## Tus tareas:
1. Responde según el fragmento:
(a) ¿Cuántas veces se llamó a Dios "Padre" en el Antiguo Testamento?
(b) ¿En qué pasaje de Isaías se compara a Dios con un guerrero y con una mujer en trabajo de parto?
(c) ¿Qué esconde la mujer en una de las parábolas de Jesús?
2. Reproduce al pie de la letra la parte del fragmento que empieza en las palabras "En el Antiguo" y termina después de "trabajo de parto.".

===== Fragmento

En el Antiguo Testamento, Dios fue llamado “Padre” diecinueve veces, pero también se le describió con términos femeninos en las Escrituras hebreas. Un ejemplo dramático está en Isaías 42:13–14, donde primero se lo compara con un guerrero poderoso que marcha a la batalla y luego con una mujer en trabajo de parto.
En al menos dos ocasiones Jesús habló de Dios usando terminología femenina—en la parábola de la mujer que busca una moneda y en la parábola de la mujer que esconde levadura en la masa. No estaba diciendo que Dios fuera a la vez masculino y femenino, ni tampoco lo hicieron otros en la Biblia al usar metáforas masculinas y femeninas para el Señor. Dios no es ni masculino ni femenino. Es más grande que lo que ha creado, incluidas las distinciones de género.

==========
===== Registros guardados

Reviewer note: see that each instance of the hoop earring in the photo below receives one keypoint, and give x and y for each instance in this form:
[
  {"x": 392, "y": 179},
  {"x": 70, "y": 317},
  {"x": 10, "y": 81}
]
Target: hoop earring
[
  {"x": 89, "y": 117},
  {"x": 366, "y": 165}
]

==========
===== Registros guardados

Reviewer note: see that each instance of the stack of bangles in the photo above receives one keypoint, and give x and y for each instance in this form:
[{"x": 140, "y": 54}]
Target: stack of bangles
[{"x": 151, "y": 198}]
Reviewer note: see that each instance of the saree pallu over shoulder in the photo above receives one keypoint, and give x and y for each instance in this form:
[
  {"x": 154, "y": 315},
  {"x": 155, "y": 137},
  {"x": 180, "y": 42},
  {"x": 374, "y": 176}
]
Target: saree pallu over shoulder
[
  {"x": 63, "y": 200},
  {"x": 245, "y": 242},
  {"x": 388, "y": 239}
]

==========

## Respuestas:
1.
(a) Diecinueve veces.
(b) En Isaías 42:13–14.
(c) Levadura en la masa.

2.
En el Antiguo Testamento, Dios fue llamado “Padre” diecinueve veces, pero también se le describió con términos femeninos en las Escrituras hebreas. Un ejemplo dramático está en Isaías 42:13–14, donde primero se lo compara con un guerrero poderoso que marcha a la batalla y luego con una mujer en trabajo de parto.